Task details:
Extract from the rows below each line that contains the string "stripe".

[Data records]
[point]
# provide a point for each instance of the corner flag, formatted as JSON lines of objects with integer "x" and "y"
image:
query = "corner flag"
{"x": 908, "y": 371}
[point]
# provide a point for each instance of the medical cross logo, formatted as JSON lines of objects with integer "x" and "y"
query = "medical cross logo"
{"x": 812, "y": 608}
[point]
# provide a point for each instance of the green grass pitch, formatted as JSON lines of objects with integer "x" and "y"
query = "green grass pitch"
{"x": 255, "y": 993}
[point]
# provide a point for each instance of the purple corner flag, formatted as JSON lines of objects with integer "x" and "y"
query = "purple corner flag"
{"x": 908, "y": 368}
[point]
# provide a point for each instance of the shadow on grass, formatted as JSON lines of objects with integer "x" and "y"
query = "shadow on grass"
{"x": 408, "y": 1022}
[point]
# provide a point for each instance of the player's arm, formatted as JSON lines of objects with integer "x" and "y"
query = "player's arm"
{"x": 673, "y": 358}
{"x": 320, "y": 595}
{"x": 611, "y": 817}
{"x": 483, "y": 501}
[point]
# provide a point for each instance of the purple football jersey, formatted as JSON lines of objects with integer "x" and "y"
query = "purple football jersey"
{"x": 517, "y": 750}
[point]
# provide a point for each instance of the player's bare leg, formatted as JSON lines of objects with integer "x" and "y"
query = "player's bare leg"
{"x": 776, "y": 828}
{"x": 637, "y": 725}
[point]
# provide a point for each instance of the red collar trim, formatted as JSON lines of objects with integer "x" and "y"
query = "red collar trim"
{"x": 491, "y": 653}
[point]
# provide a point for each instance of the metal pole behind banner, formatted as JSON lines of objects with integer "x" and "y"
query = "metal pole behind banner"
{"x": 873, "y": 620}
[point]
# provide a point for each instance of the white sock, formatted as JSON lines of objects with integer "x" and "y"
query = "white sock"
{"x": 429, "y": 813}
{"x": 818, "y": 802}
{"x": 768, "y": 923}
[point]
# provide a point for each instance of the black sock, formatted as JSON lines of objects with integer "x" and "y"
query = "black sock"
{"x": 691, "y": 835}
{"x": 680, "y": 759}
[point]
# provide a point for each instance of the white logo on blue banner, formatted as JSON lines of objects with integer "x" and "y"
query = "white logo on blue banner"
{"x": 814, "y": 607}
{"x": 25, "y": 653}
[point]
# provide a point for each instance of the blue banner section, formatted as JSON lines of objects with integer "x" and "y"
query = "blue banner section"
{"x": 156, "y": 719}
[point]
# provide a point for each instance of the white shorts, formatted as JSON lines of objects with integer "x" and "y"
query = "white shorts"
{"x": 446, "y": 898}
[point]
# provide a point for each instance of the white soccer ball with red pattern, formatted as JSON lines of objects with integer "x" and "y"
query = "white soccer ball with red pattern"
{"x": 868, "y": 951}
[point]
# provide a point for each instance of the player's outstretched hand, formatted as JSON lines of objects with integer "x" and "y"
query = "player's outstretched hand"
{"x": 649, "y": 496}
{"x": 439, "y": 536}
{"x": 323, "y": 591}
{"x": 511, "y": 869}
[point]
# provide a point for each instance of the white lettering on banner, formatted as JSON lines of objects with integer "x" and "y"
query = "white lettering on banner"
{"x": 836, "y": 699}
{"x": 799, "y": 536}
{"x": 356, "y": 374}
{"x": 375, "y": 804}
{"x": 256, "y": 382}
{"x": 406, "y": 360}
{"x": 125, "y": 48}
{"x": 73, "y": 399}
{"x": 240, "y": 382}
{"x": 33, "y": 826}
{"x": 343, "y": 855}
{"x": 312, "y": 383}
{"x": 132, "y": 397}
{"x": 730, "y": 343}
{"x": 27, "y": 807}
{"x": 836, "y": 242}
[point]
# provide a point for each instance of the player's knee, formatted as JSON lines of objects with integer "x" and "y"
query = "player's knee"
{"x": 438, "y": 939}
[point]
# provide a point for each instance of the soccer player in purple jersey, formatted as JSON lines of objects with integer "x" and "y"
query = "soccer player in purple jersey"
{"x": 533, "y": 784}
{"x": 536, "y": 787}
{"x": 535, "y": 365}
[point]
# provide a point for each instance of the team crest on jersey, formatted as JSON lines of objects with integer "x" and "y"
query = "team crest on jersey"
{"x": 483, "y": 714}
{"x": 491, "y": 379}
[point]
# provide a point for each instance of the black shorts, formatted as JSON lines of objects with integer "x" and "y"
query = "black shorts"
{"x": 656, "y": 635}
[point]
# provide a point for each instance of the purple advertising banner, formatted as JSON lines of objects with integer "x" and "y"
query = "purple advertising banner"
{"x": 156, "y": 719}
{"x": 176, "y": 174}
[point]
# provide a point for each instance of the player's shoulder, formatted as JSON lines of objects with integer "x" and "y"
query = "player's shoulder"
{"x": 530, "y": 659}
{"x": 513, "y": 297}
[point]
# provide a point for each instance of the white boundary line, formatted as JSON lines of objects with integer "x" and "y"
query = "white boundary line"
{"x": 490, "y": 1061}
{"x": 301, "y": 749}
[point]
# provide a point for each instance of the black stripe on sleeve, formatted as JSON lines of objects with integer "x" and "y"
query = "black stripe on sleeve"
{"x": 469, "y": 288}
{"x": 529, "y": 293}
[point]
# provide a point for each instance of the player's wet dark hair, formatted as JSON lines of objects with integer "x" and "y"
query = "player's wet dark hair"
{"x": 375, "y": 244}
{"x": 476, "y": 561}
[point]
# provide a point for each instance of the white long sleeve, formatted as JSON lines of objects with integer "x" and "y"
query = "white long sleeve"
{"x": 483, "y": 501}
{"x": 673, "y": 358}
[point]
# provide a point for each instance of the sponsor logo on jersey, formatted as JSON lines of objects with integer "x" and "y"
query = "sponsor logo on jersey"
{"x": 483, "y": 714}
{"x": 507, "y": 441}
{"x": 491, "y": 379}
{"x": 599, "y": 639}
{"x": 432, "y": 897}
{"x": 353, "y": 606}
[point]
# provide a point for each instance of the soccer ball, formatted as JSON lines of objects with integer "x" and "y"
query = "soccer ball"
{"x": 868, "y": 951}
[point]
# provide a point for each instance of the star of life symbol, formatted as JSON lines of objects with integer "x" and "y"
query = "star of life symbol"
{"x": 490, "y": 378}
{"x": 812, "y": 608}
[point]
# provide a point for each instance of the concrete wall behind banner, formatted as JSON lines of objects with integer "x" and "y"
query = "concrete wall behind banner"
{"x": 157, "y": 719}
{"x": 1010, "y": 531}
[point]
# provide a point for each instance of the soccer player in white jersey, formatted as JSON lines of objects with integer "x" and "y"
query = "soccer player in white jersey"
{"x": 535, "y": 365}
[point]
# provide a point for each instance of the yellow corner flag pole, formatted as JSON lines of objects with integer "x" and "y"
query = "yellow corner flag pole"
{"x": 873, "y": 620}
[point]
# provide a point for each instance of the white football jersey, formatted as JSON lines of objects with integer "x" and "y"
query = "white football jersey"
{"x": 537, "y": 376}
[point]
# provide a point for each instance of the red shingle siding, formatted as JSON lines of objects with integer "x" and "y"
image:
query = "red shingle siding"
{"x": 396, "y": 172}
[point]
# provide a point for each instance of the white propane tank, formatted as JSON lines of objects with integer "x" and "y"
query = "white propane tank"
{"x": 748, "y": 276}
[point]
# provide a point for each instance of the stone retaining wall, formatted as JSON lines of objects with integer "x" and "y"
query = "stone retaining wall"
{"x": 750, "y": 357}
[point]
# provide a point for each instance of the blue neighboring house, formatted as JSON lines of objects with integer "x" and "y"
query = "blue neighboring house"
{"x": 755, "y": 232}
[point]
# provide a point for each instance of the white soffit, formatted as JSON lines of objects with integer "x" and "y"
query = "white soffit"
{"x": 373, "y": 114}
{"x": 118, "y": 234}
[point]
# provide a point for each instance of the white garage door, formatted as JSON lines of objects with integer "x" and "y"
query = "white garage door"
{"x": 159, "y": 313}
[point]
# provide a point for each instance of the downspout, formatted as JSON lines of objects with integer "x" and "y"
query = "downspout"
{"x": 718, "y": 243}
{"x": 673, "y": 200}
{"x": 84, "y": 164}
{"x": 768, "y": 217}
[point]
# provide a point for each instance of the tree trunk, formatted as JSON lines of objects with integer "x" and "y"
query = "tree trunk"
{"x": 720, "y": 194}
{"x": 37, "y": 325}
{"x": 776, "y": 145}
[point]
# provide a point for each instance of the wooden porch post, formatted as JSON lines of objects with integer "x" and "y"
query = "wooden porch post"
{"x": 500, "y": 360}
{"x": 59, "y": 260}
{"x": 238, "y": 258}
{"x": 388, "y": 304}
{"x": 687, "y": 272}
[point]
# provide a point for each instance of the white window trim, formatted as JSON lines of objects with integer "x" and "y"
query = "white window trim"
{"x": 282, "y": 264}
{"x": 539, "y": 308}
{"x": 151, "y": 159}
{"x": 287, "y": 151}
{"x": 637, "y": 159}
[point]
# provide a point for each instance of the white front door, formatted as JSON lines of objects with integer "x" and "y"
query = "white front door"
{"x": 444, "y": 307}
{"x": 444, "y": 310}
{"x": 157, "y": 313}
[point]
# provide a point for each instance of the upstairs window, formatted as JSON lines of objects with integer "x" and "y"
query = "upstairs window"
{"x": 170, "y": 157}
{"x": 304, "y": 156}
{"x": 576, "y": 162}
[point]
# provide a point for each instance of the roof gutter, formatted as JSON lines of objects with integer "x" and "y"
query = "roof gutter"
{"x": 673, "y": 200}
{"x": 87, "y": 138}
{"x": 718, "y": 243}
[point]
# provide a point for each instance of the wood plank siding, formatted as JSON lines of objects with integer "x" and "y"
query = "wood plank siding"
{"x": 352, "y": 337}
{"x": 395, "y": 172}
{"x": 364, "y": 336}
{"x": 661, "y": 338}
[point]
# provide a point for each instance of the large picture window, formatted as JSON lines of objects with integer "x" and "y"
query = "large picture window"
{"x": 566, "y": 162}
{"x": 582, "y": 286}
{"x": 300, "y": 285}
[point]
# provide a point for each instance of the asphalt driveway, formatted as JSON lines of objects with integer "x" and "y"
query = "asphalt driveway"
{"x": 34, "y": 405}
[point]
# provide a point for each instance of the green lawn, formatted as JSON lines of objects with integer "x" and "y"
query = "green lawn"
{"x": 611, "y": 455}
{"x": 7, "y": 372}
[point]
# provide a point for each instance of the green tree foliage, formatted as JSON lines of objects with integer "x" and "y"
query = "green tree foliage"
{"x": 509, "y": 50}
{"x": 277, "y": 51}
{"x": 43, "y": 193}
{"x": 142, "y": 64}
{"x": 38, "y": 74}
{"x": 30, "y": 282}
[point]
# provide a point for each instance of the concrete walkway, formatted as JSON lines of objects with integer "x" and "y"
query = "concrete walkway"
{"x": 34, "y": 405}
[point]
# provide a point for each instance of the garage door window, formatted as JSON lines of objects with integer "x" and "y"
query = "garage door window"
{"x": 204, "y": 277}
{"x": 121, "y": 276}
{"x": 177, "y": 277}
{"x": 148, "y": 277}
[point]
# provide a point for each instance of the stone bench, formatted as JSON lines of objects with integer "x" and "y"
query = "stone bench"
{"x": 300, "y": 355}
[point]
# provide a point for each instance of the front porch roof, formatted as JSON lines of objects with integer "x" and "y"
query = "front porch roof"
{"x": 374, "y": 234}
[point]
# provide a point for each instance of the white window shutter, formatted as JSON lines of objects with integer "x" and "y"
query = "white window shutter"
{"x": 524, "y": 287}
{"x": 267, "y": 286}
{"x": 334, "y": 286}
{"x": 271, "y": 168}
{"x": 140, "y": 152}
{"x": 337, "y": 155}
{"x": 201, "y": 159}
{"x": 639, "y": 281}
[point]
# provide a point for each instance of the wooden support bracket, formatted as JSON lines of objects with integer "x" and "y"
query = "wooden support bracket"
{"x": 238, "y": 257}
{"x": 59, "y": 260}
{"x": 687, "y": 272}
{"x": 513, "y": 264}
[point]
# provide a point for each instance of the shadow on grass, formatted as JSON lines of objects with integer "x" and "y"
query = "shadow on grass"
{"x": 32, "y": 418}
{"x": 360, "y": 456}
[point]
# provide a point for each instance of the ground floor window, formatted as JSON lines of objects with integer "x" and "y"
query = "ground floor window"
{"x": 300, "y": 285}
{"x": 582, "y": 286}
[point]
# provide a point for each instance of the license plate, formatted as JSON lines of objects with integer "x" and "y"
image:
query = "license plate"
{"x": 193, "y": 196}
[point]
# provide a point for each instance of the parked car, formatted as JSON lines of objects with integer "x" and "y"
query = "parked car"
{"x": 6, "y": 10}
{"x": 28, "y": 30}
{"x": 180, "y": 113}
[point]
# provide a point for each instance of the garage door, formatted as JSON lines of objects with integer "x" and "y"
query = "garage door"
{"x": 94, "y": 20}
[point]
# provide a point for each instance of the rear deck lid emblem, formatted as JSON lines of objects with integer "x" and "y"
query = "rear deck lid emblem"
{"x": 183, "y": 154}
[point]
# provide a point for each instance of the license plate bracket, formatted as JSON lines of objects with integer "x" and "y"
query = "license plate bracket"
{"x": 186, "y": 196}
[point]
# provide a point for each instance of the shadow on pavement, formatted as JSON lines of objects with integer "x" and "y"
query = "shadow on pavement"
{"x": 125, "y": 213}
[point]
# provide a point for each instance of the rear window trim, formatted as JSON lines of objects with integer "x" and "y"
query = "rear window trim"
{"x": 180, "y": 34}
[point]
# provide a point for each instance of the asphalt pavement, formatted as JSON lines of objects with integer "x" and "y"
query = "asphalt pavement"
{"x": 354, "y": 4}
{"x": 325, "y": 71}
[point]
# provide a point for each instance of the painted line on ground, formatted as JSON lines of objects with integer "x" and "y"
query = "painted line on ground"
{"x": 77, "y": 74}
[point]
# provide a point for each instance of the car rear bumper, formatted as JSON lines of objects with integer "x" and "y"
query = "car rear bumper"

Answer to this exercise:
# provide a point for each instance of the black stripe on sleeve, formatted as JSON lines of objects with integer "x" and "y"
query = "black stripe on sleeve"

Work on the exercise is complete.